**WHAT IS BEING ASKED:** This exercise needs all of the entries set down again, exactly as they read.

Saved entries
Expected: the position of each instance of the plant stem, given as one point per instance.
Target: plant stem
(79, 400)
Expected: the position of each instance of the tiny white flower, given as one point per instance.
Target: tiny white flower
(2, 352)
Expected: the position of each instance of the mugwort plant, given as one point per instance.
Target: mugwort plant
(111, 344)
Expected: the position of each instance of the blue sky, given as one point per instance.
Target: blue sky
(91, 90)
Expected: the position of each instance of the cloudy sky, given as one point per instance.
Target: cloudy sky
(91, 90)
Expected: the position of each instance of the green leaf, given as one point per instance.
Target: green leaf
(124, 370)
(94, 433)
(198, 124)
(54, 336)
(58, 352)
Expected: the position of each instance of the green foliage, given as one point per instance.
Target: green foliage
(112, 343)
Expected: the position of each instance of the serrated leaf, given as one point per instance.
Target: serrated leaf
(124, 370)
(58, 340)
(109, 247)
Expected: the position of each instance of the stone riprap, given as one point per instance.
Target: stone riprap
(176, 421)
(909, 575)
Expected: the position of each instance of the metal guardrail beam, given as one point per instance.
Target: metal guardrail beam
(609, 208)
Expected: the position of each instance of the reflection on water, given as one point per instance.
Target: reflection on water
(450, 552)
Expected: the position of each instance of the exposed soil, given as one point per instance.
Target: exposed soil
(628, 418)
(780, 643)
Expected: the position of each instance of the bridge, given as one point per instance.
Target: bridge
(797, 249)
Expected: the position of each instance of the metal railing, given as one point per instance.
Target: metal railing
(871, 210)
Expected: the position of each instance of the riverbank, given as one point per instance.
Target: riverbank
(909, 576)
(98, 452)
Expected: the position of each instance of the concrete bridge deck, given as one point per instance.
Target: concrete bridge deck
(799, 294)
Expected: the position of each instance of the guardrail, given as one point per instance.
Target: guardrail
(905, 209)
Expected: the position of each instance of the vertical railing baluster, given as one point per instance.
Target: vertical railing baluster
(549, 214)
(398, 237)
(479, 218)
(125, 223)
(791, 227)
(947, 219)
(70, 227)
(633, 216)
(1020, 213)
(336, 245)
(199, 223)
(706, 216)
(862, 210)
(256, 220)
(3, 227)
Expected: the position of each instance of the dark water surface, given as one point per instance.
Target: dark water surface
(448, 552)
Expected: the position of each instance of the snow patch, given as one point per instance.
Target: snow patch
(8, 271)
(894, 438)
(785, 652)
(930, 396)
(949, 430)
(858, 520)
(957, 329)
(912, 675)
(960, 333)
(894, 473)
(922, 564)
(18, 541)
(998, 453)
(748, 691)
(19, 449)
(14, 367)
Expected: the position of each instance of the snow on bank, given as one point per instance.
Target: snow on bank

**RESPONSE TO THIS TASK:**
Expected: the position of each instance of the plant stem, given as one point per instance.
Target: plant stem
(79, 400)
Expected: the position of each instance of the tiny white flower, given as one point per instance.
Target: tiny white flower
(2, 352)
Expected: the position of each instance of the mugwort plant, given as one point per instance.
Target: mugwort plant
(111, 344)
Expected: the position of each instance of the blue sky, given as one point per instance.
Target: blue sky
(91, 90)
Expected: the position of each instance of the cloudy sky, given as one point per instance.
Target: cloudy sky
(91, 90)
Expected: the position of each instance of the green leaf, given as one point per instance.
Target: green leaf
(124, 370)
(94, 433)
(198, 124)
(54, 336)
(58, 352)
Expected: the position of each instance of the green foliage, given as one point per instance.
Target: green foliage
(112, 343)
Expected: the position of each instance of the serrated leaf, given as one point per instance.
Target: serrated leaf
(124, 370)
(58, 340)
(109, 247)
Expected: the position of each instance of the stone riprap, given as one point per instance.
Target: stone riprap
(176, 421)
(909, 575)
Expected: the position of each instance of the metal guardrail beam, given as one point per instance.
Target: metal guardrail beam
(609, 208)
Expected: the position of each instance of the reflection on water, given as one point per instance.
Target: reflection on water
(450, 552)
Expected: the position of each instance of the exposed soil, given as one point per instance.
Target: exposed soil
(628, 418)
(780, 643)
Expected: the position of each instance of the bridge, given as one point per instance.
Target: bridge
(797, 249)
Expected: the position of each instance of the metal railing, given as one point per instance.
Target: metal railing
(871, 210)
Expected: the position of each instance of the riverbank, given as one point per instance.
Target: riverbank
(909, 576)
(98, 452)
Expected: the position of each instance of the concrete bridge deck, given as one point per instance.
Target: concrete bridge deck
(799, 294)
Expected: the position of each instance of the guardrail, given as one point per instance.
Target: guardrail
(905, 209)
Expected: the position of each instance of the vertical railing baluster, given as one point per instance.
Target: vertical railing baluster
(549, 214)
(398, 237)
(479, 218)
(125, 223)
(791, 227)
(947, 219)
(70, 227)
(633, 216)
(1020, 213)
(336, 245)
(199, 223)
(706, 216)
(862, 210)
(256, 220)
(3, 227)
Expected: the position of each instance of the dark water surface, given as one point per instance.
Target: dark water surface
(448, 552)
Expected: the position of each instance of the snow patch, given as one point per instance.
Target: snow patch
(8, 271)
(894, 438)
(785, 652)
(930, 396)
(949, 430)
(858, 520)
(957, 329)
(912, 675)
(960, 333)
(894, 473)
(922, 564)
(18, 541)
(998, 453)
(748, 691)
(19, 449)
(14, 367)
Expected: the position of each instance of the snow on bank, given as one point per instance.
Target: snow on bank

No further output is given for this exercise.